Work required: Nothing outside the stretch is wanted. Repeat exactly the lines of the listing below from the one that contains "Segment blue surgical cap" through the one that contains "Segment person in", both ends included.

BEGIN Data to examine

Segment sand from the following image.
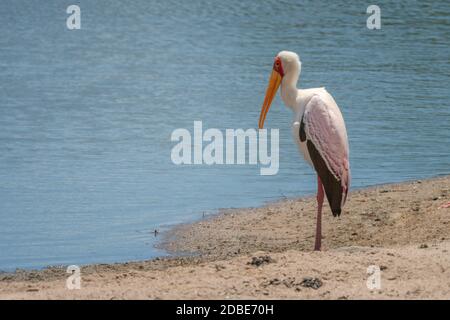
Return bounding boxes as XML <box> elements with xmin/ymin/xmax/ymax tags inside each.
<box><xmin>1</xmin><ymin>175</ymin><xmax>450</xmax><ymax>299</ymax></box>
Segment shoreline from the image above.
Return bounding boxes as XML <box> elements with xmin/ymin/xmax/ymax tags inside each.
<box><xmin>159</xmin><ymin>174</ymin><xmax>450</xmax><ymax>259</ymax></box>
<box><xmin>3</xmin><ymin>175</ymin><xmax>440</xmax><ymax>274</ymax></box>
<box><xmin>1</xmin><ymin>175</ymin><xmax>450</xmax><ymax>299</ymax></box>
<box><xmin>159</xmin><ymin>173</ymin><xmax>450</xmax><ymax>255</ymax></box>
<box><xmin>1</xmin><ymin>174</ymin><xmax>444</xmax><ymax>274</ymax></box>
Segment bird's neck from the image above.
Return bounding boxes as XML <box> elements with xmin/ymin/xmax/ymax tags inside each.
<box><xmin>280</xmin><ymin>67</ymin><xmax>300</xmax><ymax>111</ymax></box>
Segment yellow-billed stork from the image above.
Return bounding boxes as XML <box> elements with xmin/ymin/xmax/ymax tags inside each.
<box><xmin>258</xmin><ymin>51</ymin><xmax>350</xmax><ymax>251</ymax></box>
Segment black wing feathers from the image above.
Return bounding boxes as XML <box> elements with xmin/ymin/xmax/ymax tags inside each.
<box><xmin>306</xmin><ymin>140</ymin><xmax>343</xmax><ymax>217</ymax></box>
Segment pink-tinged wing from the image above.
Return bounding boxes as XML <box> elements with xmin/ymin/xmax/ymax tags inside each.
<box><xmin>304</xmin><ymin>95</ymin><xmax>350</xmax><ymax>211</ymax></box>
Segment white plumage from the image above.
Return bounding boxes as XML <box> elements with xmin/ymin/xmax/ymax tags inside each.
<box><xmin>258</xmin><ymin>51</ymin><xmax>350</xmax><ymax>250</ymax></box>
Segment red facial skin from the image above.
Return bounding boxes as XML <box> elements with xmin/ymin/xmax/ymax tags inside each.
<box><xmin>273</xmin><ymin>57</ymin><xmax>285</xmax><ymax>77</ymax></box>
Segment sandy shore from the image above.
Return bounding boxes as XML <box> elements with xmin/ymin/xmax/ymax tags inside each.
<box><xmin>1</xmin><ymin>175</ymin><xmax>450</xmax><ymax>299</ymax></box>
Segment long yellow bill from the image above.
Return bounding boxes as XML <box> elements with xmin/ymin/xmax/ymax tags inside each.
<box><xmin>258</xmin><ymin>69</ymin><xmax>282</xmax><ymax>129</ymax></box>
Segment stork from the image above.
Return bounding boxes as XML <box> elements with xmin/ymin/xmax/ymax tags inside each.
<box><xmin>258</xmin><ymin>51</ymin><xmax>350</xmax><ymax>251</ymax></box>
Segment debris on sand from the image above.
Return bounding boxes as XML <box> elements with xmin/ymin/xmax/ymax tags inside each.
<box><xmin>214</xmin><ymin>264</ymin><xmax>226</xmax><ymax>271</ymax></box>
<box><xmin>300</xmin><ymin>277</ymin><xmax>323</xmax><ymax>289</ymax></box>
<box><xmin>262</xmin><ymin>276</ymin><xmax>317</xmax><ymax>291</ymax></box>
<box><xmin>248</xmin><ymin>255</ymin><xmax>275</xmax><ymax>267</ymax></box>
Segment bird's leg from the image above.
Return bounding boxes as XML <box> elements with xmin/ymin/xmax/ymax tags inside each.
<box><xmin>314</xmin><ymin>175</ymin><xmax>325</xmax><ymax>251</ymax></box>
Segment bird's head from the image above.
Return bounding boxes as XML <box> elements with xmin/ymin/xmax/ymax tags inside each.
<box><xmin>258</xmin><ymin>51</ymin><xmax>301</xmax><ymax>129</ymax></box>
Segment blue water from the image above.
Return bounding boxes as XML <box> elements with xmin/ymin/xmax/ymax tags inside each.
<box><xmin>0</xmin><ymin>0</ymin><xmax>449</xmax><ymax>271</ymax></box>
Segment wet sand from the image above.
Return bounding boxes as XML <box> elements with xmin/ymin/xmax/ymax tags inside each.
<box><xmin>1</xmin><ymin>175</ymin><xmax>450</xmax><ymax>299</ymax></box>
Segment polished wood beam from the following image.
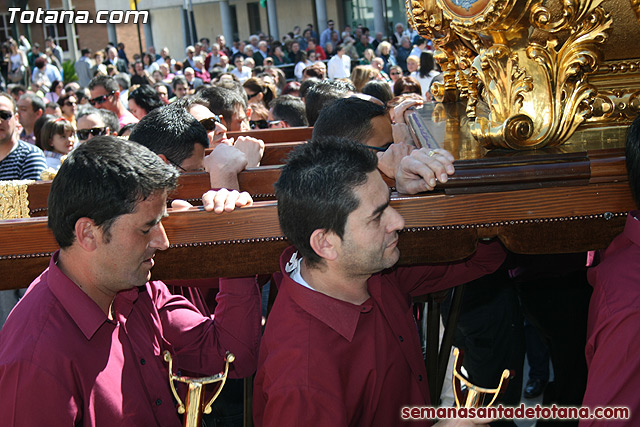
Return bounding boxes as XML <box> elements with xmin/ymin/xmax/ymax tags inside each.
<box><xmin>1</xmin><ymin>179</ymin><xmax>633</xmax><ymax>290</ymax></box>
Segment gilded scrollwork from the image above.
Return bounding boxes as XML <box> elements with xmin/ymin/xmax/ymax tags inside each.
<box><xmin>407</xmin><ymin>0</ymin><xmax>614</xmax><ymax>149</ymax></box>
<box><xmin>0</xmin><ymin>180</ymin><xmax>33</xmax><ymax>219</ymax></box>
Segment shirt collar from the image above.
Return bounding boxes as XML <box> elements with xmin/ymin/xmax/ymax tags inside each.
<box><xmin>279</xmin><ymin>246</ymin><xmax>371</xmax><ymax>342</ymax></box>
<box><xmin>47</xmin><ymin>251</ymin><xmax>140</xmax><ymax>339</ymax></box>
<box><xmin>625</xmin><ymin>210</ymin><xmax>640</xmax><ymax>246</ymax></box>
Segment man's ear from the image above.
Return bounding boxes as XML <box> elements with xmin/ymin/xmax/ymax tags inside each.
<box><xmin>74</xmin><ymin>217</ymin><xmax>100</xmax><ymax>251</ymax></box>
<box><xmin>157</xmin><ymin>154</ymin><xmax>170</xmax><ymax>165</ymax></box>
<box><xmin>309</xmin><ymin>229</ymin><xmax>339</xmax><ymax>262</ymax></box>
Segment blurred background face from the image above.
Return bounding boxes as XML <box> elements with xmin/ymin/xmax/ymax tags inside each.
<box><xmin>61</xmin><ymin>96</ymin><xmax>77</xmax><ymax>117</ymax></box>
<box><xmin>128</xmin><ymin>98</ymin><xmax>147</xmax><ymax>120</ymax></box>
<box><xmin>76</xmin><ymin>114</ymin><xmax>107</xmax><ymax>142</ymax></box>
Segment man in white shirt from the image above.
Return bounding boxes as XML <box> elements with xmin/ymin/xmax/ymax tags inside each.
<box><xmin>230</xmin><ymin>56</ymin><xmax>252</xmax><ymax>83</ymax></box>
<box><xmin>327</xmin><ymin>44</ymin><xmax>350</xmax><ymax>80</ymax></box>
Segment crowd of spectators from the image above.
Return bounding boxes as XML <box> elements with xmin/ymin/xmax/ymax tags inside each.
<box><xmin>0</xmin><ymin>19</ymin><xmax>441</xmax><ymax>180</ymax></box>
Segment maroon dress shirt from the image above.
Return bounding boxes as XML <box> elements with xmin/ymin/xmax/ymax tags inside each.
<box><xmin>254</xmin><ymin>242</ymin><xmax>506</xmax><ymax>426</ymax></box>
<box><xmin>0</xmin><ymin>251</ymin><xmax>261</xmax><ymax>426</ymax></box>
<box><xmin>582</xmin><ymin>212</ymin><xmax>640</xmax><ymax>426</ymax></box>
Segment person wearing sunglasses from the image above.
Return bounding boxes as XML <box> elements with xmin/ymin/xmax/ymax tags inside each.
<box><xmin>267</xmin><ymin>95</ymin><xmax>308</xmax><ymax>128</ymax></box>
<box><xmin>87</xmin><ymin>75</ymin><xmax>138</xmax><ymax>129</ymax></box>
<box><xmin>76</xmin><ymin>107</ymin><xmax>119</xmax><ymax>143</ymax></box>
<box><xmin>129</xmin><ymin>101</ymin><xmax>260</xmax><ymax>196</ymax></box>
<box><xmin>183</xmin><ymin>98</ymin><xmax>264</xmax><ymax>169</ymax></box>
<box><xmin>0</xmin><ymin>92</ymin><xmax>47</xmax><ymax>181</ymax></box>
<box><xmin>57</xmin><ymin>92</ymin><xmax>78</xmax><ymax>127</ymax></box>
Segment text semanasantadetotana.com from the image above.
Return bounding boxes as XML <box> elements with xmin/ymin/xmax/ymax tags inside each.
<box><xmin>401</xmin><ymin>404</ymin><xmax>630</xmax><ymax>421</ymax></box>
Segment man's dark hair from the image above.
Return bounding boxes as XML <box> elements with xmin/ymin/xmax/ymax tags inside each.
<box><xmin>269</xmin><ymin>95</ymin><xmax>308</xmax><ymax>127</ymax></box>
<box><xmin>195</xmin><ymin>86</ymin><xmax>246</xmax><ymax>125</ymax></box>
<box><xmin>361</xmin><ymin>80</ymin><xmax>393</xmax><ymax>105</ymax></box>
<box><xmin>8</xmin><ymin>85</ymin><xmax>26</xmax><ymax>99</ymax></box>
<box><xmin>88</xmin><ymin>74</ymin><xmax>119</xmax><ymax>93</ymax></box>
<box><xmin>299</xmin><ymin>78</ymin><xmax>320</xmax><ymax>100</ymax></box>
<box><xmin>128</xmin><ymin>85</ymin><xmax>164</xmax><ymax>115</ymax></box>
<box><xmin>19</xmin><ymin>93</ymin><xmax>46</xmax><ymax>114</ymax></box>
<box><xmin>171</xmin><ymin>75</ymin><xmax>188</xmax><ymax>90</ymax></box>
<box><xmin>304</xmin><ymin>79</ymin><xmax>355</xmax><ymax>125</ymax></box>
<box><xmin>48</xmin><ymin>136</ymin><xmax>179</xmax><ymax>248</ymax></box>
<box><xmin>275</xmin><ymin>137</ymin><xmax>378</xmax><ymax>267</ymax></box>
<box><xmin>626</xmin><ymin>115</ymin><xmax>640</xmax><ymax>206</ymax></box>
<box><xmin>312</xmin><ymin>97</ymin><xmax>385</xmax><ymax>143</ymax></box>
<box><xmin>129</xmin><ymin>104</ymin><xmax>208</xmax><ymax>166</ymax></box>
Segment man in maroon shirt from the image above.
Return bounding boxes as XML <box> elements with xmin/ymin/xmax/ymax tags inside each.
<box><xmin>254</xmin><ymin>137</ymin><xmax>501</xmax><ymax>426</ymax></box>
<box><xmin>0</xmin><ymin>136</ymin><xmax>261</xmax><ymax>426</ymax></box>
<box><xmin>581</xmin><ymin>116</ymin><xmax>640</xmax><ymax>426</ymax></box>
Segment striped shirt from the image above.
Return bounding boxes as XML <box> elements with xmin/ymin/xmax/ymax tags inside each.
<box><xmin>0</xmin><ymin>140</ymin><xmax>48</xmax><ymax>181</ymax></box>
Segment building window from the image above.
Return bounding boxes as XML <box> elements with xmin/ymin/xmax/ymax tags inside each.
<box><xmin>0</xmin><ymin>14</ymin><xmax>14</xmax><ymax>40</ymax></box>
<box><xmin>42</xmin><ymin>11</ymin><xmax>79</xmax><ymax>55</ymax></box>
<box><xmin>247</xmin><ymin>2</ymin><xmax>261</xmax><ymax>36</ymax></box>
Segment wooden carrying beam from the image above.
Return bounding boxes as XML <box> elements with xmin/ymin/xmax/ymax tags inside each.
<box><xmin>226</xmin><ymin>127</ymin><xmax>312</xmax><ymax>143</ymax></box>
<box><xmin>0</xmin><ymin>176</ymin><xmax>634</xmax><ymax>290</ymax></box>
<box><xmin>21</xmin><ymin>147</ymin><xmax>612</xmax><ymax>217</ymax></box>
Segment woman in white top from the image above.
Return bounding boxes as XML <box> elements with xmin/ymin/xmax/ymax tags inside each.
<box><xmin>45</xmin><ymin>80</ymin><xmax>64</xmax><ymax>103</ymax></box>
<box><xmin>7</xmin><ymin>39</ymin><xmax>28</xmax><ymax>84</ymax></box>
<box><xmin>294</xmin><ymin>50</ymin><xmax>312</xmax><ymax>81</ymax></box>
<box><xmin>411</xmin><ymin>51</ymin><xmax>440</xmax><ymax>100</ymax></box>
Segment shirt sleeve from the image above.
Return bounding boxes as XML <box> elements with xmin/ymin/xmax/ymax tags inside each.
<box><xmin>0</xmin><ymin>359</ymin><xmax>80</xmax><ymax>425</ymax></box>
<box><xmin>392</xmin><ymin>240</ymin><xmax>507</xmax><ymax>298</ymax></box>
<box><xmin>155</xmin><ymin>277</ymin><xmax>262</xmax><ymax>379</ymax></box>
<box><xmin>580</xmin><ymin>309</ymin><xmax>640</xmax><ymax>426</ymax></box>
<box><xmin>20</xmin><ymin>147</ymin><xmax>48</xmax><ymax>180</ymax></box>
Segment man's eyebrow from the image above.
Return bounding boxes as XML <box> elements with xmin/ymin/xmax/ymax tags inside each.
<box><xmin>145</xmin><ymin>211</ymin><xmax>168</xmax><ymax>227</ymax></box>
<box><xmin>370</xmin><ymin>199</ymin><xmax>390</xmax><ymax>219</ymax></box>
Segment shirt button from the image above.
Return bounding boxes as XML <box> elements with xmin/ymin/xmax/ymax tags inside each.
<box><xmin>140</xmin><ymin>358</ymin><xmax>146</xmax><ymax>365</ymax></box>
<box><xmin>399</xmin><ymin>335</ymin><xmax>404</xmax><ymax>342</ymax></box>
<box><xmin>418</xmin><ymin>375</ymin><xmax>423</xmax><ymax>381</ymax></box>
<box><xmin>155</xmin><ymin>399</ymin><xmax>162</xmax><ymax>406</ymax></box>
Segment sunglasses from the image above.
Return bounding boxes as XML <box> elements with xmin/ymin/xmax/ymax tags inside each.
<box><xmin>362</xmin><ymin>142</ymin><xmax>393</xmax><ymax>152</ymax></box>
<box><xmin>199</xmin><ymin>115</ymin><xmax>222</xmax><ymax>132</ymax></box>
<box><xmin>390</xmin><ymin>72</ymin><xmax>402</xmax><ymax>76</ymax></box>
<box><xmin>247</xmin><ymin>92</ymin><xmax>260</xmax><ymax>100</ymax></box>
<box><xmin>63</xmin><ymin>101</ymin><xmax>77</xmax><ymax>107</ymax></box>
<box><xmin>89</xmin><ymin>92</ymin><xmax>114</xmax><ymax>106</ymax></box>
<box><xmin>250</xmin><ymin>119</ymin><xmax>268</xmax><ymax>129</ymax></box>
<box><xmin>77</xmin><ymin>127</ymin><xmax>107</xmax><ymax>140</ymax></box>
<box><xmin>0</xmin><ymin>110</ymin><xmax>13</xmax><ymax>121</ymax></box>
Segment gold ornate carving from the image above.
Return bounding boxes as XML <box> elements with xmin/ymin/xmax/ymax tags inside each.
<box><xmin>631</xmin><ymin>0</ymin><xmax>640</xmax><ymax>24</ymax></box>
<box><xmin>0</xmin><ymin>180</ymin><xmax>33</xmax><ymax>219</ymax></box>
<box><xmin>408</xmin><ymin>0</ymin><xmax>614</xmax><ymax>149</ymax></box>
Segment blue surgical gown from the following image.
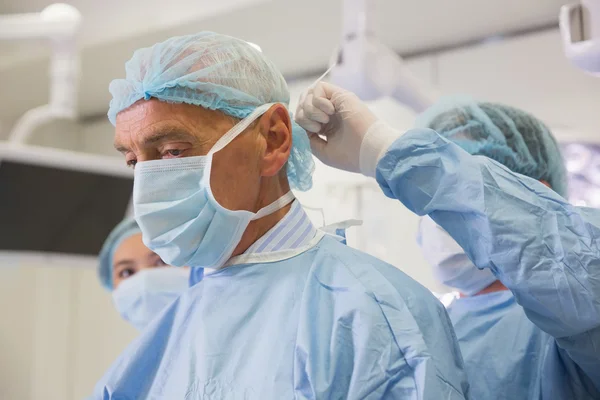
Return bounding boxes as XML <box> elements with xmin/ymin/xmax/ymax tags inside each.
<box><xmin>93</xmin><ymin>235</ymin><xmax>469</xmax><ymax>399</ymax></box>
<box><xmin>375</xmin><ymin>128</ymin><xmax>600</xmax><ymax>399</ymax></box>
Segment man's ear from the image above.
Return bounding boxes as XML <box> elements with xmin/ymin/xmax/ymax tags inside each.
<box><xmin>259</xmin><ymin>104</ymin><xmax>292</xmax><ymax>177</ymax></box>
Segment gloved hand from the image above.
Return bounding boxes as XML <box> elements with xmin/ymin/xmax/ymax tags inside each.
<box><xmin>295</xmin><ymin>82</ymin><xmax>400</xmax><ymax>177</ymax></box>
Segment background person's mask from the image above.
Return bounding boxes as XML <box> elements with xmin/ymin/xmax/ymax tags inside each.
<box><xmin>112</xmin><ymin>267</ymin><xmax>190</xmax><ymax>331</ymax></box>
<box><xmin>417</xmin><ymin>216</ymin><xmax>497</xmax><ymax>296</ymax></box>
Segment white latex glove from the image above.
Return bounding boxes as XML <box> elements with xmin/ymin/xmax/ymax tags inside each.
<box><xmin>295</xmin><ymin>82</ymin><xmax>400</xmax><ymax>177</ymax></box>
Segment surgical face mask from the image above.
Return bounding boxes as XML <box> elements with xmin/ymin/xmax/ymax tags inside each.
<box><xmin>112</xmin><ymin>267</ymin><xmax>190</xmax><ymax>331</ymax></box>
<box><xmin>133</xmin><ymin>103</ymin><xmax>294</xmax><ymax>269</ymax></box>
<box><xmin>416</xmin><ymin>216</ymin><xmax>497</xmax><ymax>296</ymax></box>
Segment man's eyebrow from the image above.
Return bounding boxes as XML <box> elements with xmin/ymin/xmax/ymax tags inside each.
<box><xmin>142</xmin><ymin>129</ymin><xmax>197</xmax><ymax>145</ymax></box>
<box><xmin>114</xmin><ymin>128</ymin><xmax>197</xmax><ymax>153</ymax></box>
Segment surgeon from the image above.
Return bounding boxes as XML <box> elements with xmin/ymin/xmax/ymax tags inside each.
<box><xmin>92</xmin><ymin>32</ymin><xmax>469</xmax><ymax>399</ymax></box>
<box><xmin>296</xmin><ymin>82</ymin><xmax>600</xmax><ymax>399</ymax></box>
<box><xmin>97</xmin><ymin>217</ymin><xmax>190</xmax><ymax>331</ymax></box>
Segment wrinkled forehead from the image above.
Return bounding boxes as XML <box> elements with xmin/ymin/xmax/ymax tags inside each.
<box><xmin>113</xmin><ymin>99</ymin><xmax>236</xmax><ymax>150</ymax></box>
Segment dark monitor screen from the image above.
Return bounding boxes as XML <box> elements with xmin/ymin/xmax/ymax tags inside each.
<box><xmin>0</xmin><ymin>160</ymin><xmax>133</xmax><ymax>256</ymax></box>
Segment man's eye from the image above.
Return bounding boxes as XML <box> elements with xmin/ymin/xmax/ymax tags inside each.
<box><xmin>126</xmin><ymin>159</ymin><xmax>137</xmax><ymax>168</ymax></box>
<box><xmin>166</xmin><ymin>149</ymin><xmax>182</xmax><ymax>156</ymax></box>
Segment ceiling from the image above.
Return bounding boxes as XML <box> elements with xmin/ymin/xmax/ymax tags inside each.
<box><xmin>0</xmin><ymin>0</ymin><xmax>566</xmax><ymax>128</ymax></box>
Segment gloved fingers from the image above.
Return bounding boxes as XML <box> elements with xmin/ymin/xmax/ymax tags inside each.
<box><xmin>295</xmin><ymin>107</ymin><xmax>323</xmax><ymax>134</ymax></box>
<box><xmin>330</xmin><ymin>90</ymin><xmax>362</xmax><ymax>114</ymax></box>
<box><xmin>312</xmin><ymin>96</ymin><xmax>336</xmax><ymax>116</ymax></box>
<box><xmin>303</xmin><ymin>93</ymin><xmax>331</xmax><ymax>124</ymax></box>
<box><xmin>313</xmin><ymin>81</ymin><xmax>344</xmax><ymax>100</ymax></box>
<box><xmin>296</xmin><ymin>88</ymin><xmax>329</xmax><ymax>126</ymax></box>
<box><xmin>312</xmin><ymin>82</ymin><xmax>337</xmax><ymax>115</ymax></box>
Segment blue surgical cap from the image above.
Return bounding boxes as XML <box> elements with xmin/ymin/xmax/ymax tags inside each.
<box><xmin>98</xmin><ymin>217</ymin><xmax>141</xmax><ymax>291</ymax></box>
<box><xmin>415</xmin><ymin>97</ymin><xmax>568</xmax><ymax>197</ymax></box>
<box><xmin>108</xmin><ymin>31</ymin><xmax>314</xmax><ymax>191</ymax></box>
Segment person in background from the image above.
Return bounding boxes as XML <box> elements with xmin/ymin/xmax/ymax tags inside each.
<box><xmin>98</xmin><ymin>217</ymin><xmax>189</xmax><ymax>331</ymax></box>
<box><xmin>296</xmin><ymin>83</ymin><xmax>600</xmax><ymax>399</ymax></box>
<box><xmin>92</xmin><ymin>32</ymin><xmax>469</xmax><ymax>399</ymax></box>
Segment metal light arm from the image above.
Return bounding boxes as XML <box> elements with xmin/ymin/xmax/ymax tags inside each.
<box><xmin>0</xmin><ymin>4</ymin><xmax>82</xmax><ymax>145</ymax></box>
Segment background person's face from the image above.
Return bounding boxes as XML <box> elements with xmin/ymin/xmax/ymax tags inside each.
<box><xmin>113</xmin><ymin>99</ymin><xmax>268</xmax><ymax>214</ymax></box>
<box><xmin>111</xmin><ymin>233</ymin><xmax>168</xmax><ymax>288</ymax></box>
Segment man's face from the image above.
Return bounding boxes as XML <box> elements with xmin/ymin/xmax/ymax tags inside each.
<box><xmin>113</xmin><ymin>99</ymin><xmax>268</xmax><ymax>213</ymax></box>
<box><xmin>111</xmin><ymin>233</ymin><xmax>169</xmax><ymax>289</ymax></box>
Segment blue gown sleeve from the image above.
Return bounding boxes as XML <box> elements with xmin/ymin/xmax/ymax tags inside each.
<box><xmin>375</xmin><ymin>128</ymin><xmax>600</xmax><ymax>390</ymax></box>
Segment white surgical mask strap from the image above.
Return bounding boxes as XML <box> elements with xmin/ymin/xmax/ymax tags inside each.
<box><xmin>252</xmin><ymin>191</ymin><xmax>295</xmax><ymax>220</ymax></box>
<box><xmin>208</xmin><ymin>103</ymin><xmax>276</xmax><ymax>156</ymax></box>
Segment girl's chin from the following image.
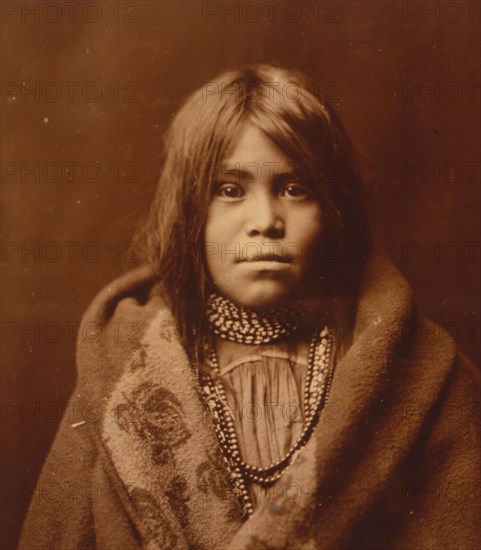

END Data to examine

Result for this task:
Segment blue surgical cap from the image above.
Return bounding boxes as XML <box> elements with xmin/ymin/xmax/ymax tags inside each.
<box><xmin>98</xmin><ymin>217</ymin><xmax>141</xmax><ymax>291</ymax></box>
<box><xmin>415</xmin><ymin>97</ymin><xmax>568</xmax><ymax>197</ymax></box>
<box><xmin>108</xmin><ymin>31</ymin><xmax>314</xmax><ymax>191</ymax></box>
Segment person in background from the image above.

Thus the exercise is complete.